(Dataset extract)
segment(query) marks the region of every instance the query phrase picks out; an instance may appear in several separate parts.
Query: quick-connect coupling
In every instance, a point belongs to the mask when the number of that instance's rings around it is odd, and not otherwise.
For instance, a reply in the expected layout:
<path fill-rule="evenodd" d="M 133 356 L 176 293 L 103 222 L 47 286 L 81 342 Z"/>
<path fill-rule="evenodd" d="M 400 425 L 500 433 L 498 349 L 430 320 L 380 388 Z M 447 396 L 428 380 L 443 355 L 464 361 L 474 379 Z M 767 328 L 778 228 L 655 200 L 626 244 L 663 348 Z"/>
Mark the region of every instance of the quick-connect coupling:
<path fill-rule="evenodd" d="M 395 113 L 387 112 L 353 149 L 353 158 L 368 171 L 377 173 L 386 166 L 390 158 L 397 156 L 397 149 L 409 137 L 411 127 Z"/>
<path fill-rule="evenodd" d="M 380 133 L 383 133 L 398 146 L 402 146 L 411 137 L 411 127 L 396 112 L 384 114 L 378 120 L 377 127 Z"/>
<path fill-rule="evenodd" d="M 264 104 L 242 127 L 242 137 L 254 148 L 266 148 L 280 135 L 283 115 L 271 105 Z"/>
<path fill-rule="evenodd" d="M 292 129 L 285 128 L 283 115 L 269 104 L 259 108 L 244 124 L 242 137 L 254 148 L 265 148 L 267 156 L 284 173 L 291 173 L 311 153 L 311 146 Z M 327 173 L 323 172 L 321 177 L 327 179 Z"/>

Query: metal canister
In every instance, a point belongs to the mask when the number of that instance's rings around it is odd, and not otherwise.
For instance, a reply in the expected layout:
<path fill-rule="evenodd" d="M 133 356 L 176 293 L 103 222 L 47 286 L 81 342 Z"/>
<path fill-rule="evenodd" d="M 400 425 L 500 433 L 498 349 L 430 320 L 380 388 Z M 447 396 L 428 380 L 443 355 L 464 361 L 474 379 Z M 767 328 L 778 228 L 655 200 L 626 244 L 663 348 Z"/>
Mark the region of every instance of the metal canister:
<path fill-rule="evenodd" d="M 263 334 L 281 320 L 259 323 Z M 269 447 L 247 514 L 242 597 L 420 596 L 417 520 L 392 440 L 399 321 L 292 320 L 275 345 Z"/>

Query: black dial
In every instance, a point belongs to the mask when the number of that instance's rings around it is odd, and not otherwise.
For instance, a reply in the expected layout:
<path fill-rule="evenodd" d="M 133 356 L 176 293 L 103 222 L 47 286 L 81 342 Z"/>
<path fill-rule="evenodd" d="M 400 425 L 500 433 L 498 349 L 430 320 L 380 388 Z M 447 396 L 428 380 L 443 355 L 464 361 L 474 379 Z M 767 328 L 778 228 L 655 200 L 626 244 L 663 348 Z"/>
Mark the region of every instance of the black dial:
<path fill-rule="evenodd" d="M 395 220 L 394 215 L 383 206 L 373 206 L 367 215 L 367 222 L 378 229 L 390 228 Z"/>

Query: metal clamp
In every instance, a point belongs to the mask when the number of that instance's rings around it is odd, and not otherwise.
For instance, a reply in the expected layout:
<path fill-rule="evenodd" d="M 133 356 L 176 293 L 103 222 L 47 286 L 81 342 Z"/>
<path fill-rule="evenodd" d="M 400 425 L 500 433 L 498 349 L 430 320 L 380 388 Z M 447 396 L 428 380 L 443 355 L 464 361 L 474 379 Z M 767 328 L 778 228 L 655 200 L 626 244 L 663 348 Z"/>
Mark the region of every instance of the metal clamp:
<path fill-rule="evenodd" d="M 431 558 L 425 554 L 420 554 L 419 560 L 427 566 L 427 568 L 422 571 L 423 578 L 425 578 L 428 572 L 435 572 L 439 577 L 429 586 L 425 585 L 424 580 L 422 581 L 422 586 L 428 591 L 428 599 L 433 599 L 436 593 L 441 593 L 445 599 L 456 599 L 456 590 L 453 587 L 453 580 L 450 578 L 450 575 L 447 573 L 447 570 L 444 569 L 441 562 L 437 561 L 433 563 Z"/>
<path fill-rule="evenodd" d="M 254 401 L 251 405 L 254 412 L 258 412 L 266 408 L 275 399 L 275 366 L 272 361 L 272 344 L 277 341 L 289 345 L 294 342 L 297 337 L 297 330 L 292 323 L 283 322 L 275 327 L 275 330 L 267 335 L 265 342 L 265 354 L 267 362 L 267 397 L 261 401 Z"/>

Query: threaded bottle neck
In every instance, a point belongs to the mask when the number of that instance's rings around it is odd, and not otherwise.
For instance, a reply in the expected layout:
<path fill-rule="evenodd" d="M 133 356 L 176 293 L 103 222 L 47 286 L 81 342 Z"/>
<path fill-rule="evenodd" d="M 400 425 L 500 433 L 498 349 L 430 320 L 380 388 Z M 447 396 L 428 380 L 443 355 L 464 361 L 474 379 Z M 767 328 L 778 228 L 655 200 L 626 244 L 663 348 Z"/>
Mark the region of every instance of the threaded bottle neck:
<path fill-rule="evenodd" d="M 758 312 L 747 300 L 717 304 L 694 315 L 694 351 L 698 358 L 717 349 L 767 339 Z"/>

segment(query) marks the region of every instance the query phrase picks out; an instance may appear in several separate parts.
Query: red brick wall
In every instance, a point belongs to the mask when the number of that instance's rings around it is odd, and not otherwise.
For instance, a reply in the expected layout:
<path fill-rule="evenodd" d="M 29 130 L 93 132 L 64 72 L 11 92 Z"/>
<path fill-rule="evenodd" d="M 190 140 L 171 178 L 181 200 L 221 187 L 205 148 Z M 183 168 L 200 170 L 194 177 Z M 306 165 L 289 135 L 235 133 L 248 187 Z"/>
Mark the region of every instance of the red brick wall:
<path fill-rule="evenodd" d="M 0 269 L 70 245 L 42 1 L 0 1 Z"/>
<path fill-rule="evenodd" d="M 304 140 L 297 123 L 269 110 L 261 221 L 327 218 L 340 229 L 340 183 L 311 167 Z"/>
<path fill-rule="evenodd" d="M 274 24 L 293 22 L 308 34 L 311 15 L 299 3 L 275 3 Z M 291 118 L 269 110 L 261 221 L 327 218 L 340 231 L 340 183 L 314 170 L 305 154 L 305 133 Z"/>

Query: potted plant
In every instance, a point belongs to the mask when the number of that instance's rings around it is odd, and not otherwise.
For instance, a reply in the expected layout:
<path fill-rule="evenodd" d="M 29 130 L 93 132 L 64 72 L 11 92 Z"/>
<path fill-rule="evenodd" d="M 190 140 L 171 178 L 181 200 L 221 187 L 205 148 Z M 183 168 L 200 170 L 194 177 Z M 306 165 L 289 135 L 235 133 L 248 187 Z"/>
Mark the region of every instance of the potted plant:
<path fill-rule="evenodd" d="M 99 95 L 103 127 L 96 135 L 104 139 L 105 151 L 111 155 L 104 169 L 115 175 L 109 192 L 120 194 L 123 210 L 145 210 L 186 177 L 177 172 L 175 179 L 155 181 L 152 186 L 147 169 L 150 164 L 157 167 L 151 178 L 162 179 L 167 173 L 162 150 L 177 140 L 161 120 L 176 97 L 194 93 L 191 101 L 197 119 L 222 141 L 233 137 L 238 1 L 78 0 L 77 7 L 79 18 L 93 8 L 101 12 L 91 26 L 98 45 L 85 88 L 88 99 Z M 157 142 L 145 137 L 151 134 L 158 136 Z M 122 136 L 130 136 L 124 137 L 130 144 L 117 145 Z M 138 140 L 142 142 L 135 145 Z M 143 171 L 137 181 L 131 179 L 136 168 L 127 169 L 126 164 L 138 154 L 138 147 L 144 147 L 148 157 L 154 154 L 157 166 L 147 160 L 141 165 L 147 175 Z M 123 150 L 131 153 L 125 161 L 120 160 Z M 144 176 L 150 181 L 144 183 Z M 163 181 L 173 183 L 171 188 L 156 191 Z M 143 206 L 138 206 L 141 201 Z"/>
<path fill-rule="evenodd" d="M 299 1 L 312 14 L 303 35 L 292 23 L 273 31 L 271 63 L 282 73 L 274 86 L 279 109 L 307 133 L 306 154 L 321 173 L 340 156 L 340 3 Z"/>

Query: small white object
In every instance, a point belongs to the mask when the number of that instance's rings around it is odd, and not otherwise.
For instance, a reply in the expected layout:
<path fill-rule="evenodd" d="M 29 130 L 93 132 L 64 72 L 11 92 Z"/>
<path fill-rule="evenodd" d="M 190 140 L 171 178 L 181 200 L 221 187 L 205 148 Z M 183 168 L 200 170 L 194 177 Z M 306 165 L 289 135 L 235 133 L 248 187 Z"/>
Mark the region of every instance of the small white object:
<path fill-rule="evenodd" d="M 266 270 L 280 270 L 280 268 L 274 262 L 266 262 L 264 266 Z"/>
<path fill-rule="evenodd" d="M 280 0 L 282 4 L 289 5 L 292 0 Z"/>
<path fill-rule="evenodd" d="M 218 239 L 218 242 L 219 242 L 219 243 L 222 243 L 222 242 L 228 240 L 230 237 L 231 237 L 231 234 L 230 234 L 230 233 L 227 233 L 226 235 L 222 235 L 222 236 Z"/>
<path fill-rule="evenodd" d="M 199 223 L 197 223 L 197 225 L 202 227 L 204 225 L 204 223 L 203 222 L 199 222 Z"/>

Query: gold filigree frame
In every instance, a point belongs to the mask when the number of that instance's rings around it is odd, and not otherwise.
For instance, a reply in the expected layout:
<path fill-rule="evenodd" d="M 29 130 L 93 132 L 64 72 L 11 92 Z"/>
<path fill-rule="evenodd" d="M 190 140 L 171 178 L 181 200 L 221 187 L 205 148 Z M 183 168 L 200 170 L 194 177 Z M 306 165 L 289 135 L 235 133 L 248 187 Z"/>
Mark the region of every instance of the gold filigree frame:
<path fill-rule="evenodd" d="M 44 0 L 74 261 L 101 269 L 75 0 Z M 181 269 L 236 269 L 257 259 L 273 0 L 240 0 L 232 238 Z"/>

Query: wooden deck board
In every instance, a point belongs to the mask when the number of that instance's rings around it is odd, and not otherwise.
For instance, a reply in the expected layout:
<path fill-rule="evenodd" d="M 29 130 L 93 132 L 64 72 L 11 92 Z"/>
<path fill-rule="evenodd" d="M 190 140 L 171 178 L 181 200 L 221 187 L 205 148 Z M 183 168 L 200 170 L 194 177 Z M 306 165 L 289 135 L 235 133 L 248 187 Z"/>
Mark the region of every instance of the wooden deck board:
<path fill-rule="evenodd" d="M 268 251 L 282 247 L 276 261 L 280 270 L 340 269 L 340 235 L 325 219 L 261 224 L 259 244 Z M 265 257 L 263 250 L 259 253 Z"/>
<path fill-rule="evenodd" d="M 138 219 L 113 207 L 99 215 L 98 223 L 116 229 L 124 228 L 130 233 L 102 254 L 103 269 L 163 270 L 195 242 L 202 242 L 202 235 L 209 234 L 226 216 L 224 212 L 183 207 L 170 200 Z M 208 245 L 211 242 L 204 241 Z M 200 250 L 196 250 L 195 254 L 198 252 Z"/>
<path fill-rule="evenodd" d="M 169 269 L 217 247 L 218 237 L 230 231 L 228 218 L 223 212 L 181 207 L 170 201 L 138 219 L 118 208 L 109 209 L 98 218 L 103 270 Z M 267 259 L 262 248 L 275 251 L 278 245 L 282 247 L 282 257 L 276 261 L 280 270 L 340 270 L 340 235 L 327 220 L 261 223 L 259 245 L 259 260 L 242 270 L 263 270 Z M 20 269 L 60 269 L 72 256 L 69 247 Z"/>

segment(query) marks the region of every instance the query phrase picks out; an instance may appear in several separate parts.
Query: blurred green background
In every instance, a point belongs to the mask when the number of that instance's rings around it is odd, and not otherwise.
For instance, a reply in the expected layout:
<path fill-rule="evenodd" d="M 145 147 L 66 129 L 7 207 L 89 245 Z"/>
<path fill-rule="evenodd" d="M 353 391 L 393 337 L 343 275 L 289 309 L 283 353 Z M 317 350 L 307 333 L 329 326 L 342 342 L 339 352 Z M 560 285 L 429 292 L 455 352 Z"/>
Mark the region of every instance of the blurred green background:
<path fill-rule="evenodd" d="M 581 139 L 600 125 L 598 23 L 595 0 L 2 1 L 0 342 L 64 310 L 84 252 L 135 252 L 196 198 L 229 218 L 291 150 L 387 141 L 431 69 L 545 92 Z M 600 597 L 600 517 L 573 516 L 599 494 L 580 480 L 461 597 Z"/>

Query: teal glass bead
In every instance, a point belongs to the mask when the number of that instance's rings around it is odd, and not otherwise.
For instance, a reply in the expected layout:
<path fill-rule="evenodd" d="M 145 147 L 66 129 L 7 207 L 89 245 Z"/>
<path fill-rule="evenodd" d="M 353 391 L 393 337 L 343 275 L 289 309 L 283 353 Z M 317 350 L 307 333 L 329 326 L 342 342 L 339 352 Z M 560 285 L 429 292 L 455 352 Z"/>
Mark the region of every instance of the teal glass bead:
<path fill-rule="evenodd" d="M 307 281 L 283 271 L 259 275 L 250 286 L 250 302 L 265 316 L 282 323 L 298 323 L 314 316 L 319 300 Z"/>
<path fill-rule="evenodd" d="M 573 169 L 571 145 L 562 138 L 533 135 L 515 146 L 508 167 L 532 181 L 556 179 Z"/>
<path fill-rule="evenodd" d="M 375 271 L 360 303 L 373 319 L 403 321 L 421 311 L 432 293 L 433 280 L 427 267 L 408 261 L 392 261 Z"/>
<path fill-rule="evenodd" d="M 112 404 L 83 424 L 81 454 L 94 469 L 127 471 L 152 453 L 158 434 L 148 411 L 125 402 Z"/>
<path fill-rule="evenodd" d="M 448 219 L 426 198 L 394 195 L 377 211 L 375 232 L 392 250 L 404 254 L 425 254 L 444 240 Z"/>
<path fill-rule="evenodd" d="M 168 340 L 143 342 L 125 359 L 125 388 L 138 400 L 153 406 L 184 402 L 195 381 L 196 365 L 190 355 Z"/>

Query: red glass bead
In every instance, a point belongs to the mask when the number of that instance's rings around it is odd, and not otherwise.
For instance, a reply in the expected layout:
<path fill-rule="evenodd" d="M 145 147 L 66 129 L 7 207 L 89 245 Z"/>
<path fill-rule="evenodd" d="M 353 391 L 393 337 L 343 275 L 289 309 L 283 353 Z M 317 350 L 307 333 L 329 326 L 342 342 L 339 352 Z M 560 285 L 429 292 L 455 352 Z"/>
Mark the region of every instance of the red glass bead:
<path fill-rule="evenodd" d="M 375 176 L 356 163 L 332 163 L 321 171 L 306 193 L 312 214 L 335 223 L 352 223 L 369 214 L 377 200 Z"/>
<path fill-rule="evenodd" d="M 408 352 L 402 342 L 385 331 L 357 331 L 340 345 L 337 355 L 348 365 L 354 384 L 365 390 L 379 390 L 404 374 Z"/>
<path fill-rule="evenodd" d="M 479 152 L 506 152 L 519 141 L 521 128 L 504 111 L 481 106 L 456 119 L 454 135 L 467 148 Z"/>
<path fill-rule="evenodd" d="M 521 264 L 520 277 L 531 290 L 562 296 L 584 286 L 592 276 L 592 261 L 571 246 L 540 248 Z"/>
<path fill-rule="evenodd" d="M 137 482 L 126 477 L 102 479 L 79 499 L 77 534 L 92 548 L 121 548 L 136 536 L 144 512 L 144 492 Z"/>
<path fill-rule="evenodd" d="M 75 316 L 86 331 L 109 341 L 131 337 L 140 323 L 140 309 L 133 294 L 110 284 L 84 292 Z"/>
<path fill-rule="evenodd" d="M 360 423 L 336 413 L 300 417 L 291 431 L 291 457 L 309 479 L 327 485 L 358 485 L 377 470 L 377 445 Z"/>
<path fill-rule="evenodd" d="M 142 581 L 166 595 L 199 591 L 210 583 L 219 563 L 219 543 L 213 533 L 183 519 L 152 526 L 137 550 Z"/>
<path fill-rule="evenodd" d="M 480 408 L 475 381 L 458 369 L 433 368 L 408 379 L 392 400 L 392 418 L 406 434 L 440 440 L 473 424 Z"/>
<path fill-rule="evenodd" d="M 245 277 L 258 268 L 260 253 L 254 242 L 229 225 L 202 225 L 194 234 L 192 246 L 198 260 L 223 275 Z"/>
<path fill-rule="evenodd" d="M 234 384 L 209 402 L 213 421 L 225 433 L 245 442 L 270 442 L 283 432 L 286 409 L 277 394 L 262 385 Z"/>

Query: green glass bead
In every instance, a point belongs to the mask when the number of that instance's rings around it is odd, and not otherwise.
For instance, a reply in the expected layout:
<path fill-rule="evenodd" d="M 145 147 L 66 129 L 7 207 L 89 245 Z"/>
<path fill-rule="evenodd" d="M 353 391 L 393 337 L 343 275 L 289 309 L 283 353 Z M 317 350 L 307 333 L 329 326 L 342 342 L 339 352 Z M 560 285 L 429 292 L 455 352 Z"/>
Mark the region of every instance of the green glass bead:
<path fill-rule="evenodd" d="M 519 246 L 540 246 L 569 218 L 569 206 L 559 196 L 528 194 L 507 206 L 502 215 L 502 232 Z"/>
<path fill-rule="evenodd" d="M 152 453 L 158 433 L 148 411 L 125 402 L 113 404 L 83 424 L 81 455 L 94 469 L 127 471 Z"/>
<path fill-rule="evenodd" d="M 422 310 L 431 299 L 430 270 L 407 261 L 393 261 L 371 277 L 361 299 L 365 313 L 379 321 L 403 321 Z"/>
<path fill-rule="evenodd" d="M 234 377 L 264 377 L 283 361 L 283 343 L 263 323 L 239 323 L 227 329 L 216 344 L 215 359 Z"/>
(End Dataset extract)
Task:
In the material above, find the line containing "Mark the region of every instance of the wooden" and the line containing "Query: blurred green background", then write out exactly those two lines and every line between them, and nothing more.

Written response:
Mark the region of every instance of the wooden deck board:
<path fill-rule="evenodd" d="M 268 251 L 282 247 L 276 261 L 280 270 L 340 269 L 340 235 L 325 219 L 261 224 L 259 244 Z M 265 257 L 263 250 L 259 253 Z"/>
<path fill-rule="evenodd" d="M 138 219 L 113 207 L 99 215 L 98 223 L 116 229 L 124 228 L 130 233 L 102 254 L 103 269 L 163 270 L 195 242 L 202 242 L 202 235 L 209 234 L 226 216 L 224 212 L 183 207 L 170 200 Z M 208 245 L 211 242 L 204 241 Z M 200 250 L 196 250 L 195 254 L 198 252 Z"/>
<path fill-rule="evenodd" d="M 169 269 L 217 247 L 218 237 L 230 231 L 228 218 L 223 212 L 181 207 L 170 201 L 138 219 L 118 208 L 109 209 L 98 218 L 103 270 Z M 267 259 L 262 248 L 275 251 L 278 245 L 282 247 L 282 257 L 276 261 L 280 270 L 340 270 L 340 235 L 327 220 L 261 223 L 259 245 L 259 260 L 242 270 L 263 270 Z M 20 269 L 60 269 L 72 256 L 69 247 Z"/>

segment(query) marks the region of every instance the query phrase picks out; an instance may appear in several separate parts.
Query: blurred green background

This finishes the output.